YOUR ASSIGNMENT: Could you transcribe exactly the lines from the one containing "Indicate the team" through the end of the listing below, both included, but none of the pictures?

EXTRACTED ENTRIES:
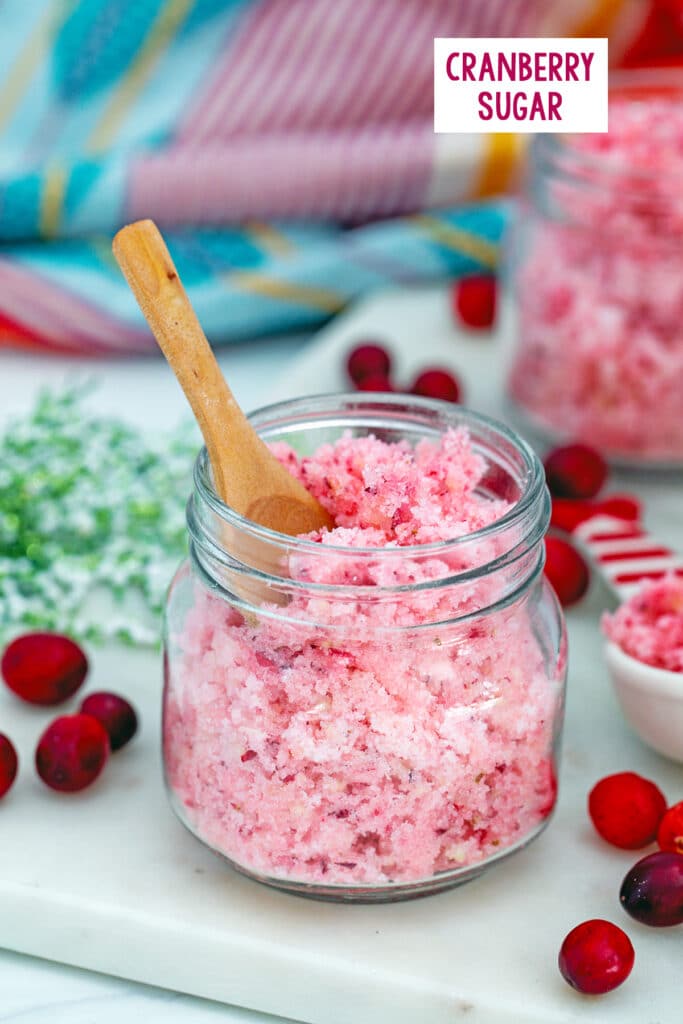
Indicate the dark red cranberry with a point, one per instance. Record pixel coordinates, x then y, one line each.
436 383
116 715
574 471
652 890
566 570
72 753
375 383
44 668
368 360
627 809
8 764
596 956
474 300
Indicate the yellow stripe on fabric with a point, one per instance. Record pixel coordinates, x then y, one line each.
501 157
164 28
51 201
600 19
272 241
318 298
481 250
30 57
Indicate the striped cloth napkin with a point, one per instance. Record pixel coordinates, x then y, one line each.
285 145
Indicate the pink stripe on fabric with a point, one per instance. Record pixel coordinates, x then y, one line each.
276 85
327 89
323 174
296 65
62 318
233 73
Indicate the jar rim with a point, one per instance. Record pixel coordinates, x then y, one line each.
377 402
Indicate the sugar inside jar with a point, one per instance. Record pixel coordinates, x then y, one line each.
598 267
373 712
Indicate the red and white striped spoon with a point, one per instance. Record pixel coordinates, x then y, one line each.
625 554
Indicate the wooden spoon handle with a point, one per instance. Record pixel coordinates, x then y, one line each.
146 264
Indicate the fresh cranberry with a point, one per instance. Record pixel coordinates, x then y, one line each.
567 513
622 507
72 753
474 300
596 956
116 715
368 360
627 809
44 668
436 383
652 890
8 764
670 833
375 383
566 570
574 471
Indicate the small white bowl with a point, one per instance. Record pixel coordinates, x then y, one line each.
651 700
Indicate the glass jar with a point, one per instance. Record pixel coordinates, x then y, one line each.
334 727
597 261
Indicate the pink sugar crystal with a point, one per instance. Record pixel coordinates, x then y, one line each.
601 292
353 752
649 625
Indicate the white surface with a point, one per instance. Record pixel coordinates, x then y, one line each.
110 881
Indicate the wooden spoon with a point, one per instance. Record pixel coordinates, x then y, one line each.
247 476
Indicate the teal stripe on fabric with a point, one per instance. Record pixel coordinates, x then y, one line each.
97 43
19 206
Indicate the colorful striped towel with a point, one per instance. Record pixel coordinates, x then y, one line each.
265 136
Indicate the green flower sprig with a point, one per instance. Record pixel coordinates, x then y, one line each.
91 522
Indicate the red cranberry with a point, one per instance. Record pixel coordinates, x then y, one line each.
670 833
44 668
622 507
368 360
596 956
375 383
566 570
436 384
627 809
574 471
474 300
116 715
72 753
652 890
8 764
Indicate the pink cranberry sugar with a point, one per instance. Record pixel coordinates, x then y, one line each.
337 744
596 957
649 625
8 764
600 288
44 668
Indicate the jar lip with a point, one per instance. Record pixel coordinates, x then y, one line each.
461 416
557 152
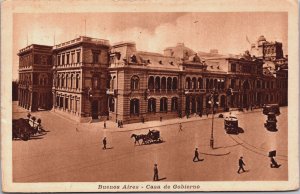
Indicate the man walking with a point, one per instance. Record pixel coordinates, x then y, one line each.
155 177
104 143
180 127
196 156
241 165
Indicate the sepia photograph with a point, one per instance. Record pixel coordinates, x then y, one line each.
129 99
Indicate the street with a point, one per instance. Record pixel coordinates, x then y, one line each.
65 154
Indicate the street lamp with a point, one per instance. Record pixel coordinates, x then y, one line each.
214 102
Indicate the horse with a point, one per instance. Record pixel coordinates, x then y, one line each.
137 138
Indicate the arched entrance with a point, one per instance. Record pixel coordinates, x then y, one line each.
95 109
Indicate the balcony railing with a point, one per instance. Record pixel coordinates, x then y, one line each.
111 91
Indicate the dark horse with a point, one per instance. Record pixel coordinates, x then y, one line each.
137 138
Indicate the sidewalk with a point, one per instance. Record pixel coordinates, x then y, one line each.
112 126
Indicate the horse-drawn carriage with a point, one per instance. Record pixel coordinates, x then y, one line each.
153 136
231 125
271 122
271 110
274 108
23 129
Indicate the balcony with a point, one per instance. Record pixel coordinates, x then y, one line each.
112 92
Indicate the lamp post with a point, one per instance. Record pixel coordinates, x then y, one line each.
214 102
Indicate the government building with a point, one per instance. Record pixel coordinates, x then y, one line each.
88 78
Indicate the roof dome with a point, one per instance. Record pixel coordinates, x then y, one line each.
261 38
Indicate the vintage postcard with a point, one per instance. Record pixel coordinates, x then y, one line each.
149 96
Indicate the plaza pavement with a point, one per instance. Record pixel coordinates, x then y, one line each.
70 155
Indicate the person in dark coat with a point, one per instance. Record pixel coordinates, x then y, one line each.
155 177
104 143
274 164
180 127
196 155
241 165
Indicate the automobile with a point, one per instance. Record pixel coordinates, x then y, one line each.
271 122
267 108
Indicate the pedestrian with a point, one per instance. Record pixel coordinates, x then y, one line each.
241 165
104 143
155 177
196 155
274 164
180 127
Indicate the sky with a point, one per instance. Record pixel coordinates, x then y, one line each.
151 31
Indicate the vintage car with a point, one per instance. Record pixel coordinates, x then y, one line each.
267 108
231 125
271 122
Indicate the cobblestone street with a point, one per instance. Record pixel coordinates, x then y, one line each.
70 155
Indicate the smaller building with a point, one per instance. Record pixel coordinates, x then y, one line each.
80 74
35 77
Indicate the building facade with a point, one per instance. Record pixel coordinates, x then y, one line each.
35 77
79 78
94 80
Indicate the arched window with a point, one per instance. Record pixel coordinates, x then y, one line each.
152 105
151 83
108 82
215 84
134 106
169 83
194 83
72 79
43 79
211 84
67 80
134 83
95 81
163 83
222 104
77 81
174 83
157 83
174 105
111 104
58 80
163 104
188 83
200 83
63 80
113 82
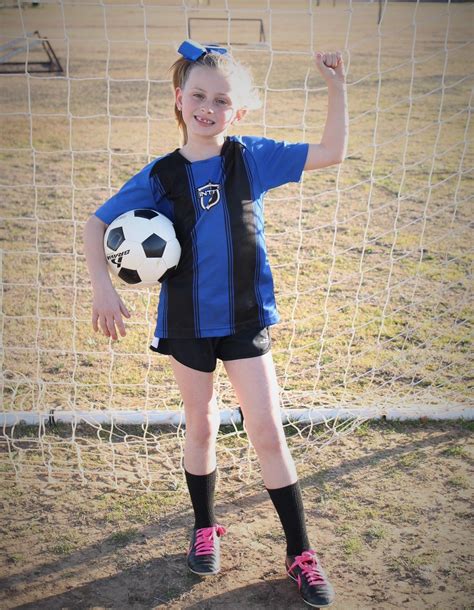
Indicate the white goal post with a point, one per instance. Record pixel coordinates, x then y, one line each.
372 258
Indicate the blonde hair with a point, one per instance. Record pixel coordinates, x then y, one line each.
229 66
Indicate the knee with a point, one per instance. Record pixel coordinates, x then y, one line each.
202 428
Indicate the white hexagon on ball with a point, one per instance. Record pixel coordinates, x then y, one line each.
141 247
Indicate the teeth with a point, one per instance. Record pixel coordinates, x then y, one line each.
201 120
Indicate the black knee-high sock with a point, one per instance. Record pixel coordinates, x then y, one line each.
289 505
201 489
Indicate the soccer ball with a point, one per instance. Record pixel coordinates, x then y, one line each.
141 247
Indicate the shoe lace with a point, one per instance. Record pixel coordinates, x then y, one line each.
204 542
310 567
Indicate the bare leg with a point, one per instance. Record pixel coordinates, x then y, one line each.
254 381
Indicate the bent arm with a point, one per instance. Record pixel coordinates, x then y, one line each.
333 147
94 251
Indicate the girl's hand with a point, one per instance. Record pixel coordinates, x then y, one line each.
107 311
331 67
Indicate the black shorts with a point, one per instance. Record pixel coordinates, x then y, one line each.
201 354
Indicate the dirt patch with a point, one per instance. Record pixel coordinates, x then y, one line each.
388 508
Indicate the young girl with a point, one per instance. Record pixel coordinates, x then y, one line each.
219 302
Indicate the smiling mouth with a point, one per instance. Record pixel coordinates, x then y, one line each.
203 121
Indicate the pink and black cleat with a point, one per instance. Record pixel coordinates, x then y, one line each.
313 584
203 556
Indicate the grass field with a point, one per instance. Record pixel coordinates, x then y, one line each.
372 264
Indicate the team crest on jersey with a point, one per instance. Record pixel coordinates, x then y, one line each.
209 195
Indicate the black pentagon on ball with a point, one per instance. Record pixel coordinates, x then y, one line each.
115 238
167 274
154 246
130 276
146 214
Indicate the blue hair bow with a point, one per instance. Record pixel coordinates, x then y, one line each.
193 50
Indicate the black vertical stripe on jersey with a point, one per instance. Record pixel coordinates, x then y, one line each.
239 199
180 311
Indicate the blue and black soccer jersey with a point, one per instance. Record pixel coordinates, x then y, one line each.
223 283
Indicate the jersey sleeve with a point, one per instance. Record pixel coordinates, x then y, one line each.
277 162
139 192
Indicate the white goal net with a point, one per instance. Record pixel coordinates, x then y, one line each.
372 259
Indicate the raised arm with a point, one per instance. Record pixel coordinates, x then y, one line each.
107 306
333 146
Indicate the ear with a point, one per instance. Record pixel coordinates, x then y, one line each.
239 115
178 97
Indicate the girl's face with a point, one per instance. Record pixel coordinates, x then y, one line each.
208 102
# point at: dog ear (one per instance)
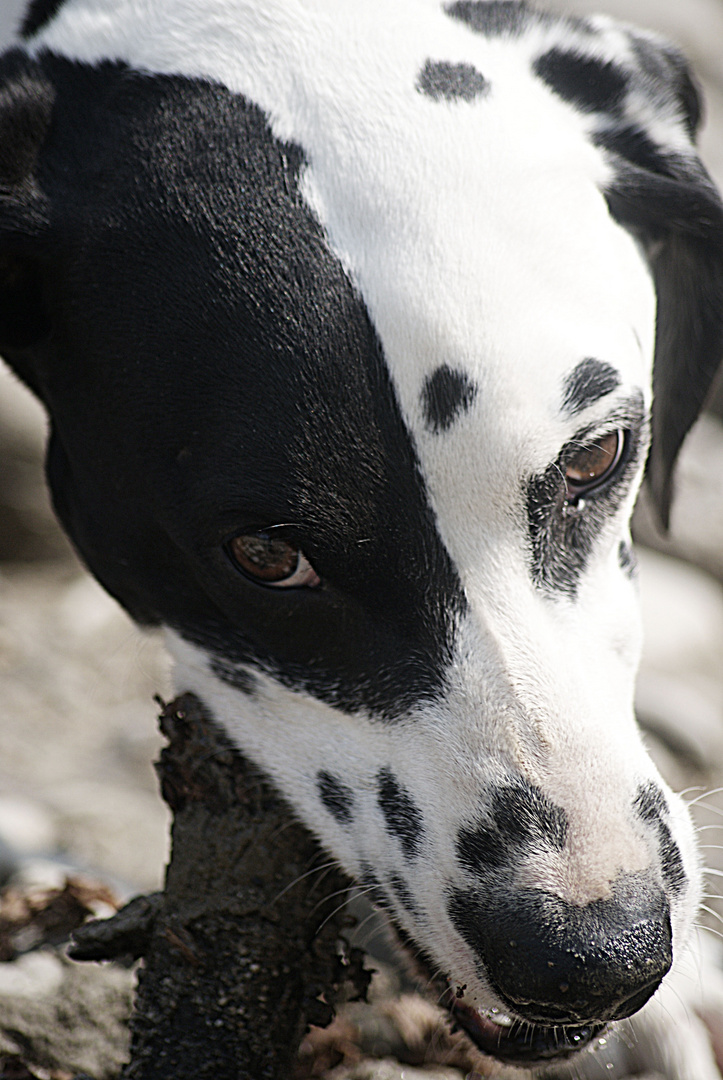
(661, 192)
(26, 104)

EXERCISE OUTPUT:
Indicate the team crest on jersey with a point, one per instance. Record pixel coordinates, x then y, one line each.
209 195
Indicate the black pentagon on ball with a point, one per instance. Record pixel coordinates, x then y, one line each.
115 238
167 274
154 246
130 276
146 214
Indicate the blue hair bow with a point, one per instance. Record pixel coordinates, x then y, one line each.
193 50
Indicate the black vertical stripe on jersey with a point, one per instance. Record pixel coordinates, x then y, one line each.
239 199
180 311
Indicate the blue and black soccer jersey with a point, one per instance. Record pixel coordinates, x then y, one line each.
223 283
Indicate the jersey sleeve with a point, one per instance. Record pixel coordinates, x then y, one line each.
277 162
139 192
Indicate the white goal net with a point, one per instance. Record pixel coordinates, x then y, one line each.
372 259
Indicate the raised arm with a point, one per instance. Record pixel coordinates, x then y, one line each.
107 306
333 146
Indicate the ear with a point, one per instance. Record pixel coordinates, x then y, one line each.
239 115
178 97
Indicate the girl's face with a point, one per instance. Record pixel coordinates, x then y, one line each.
208 102
# point at: dog ear (one per instance)
(661, 192)
(26, 104)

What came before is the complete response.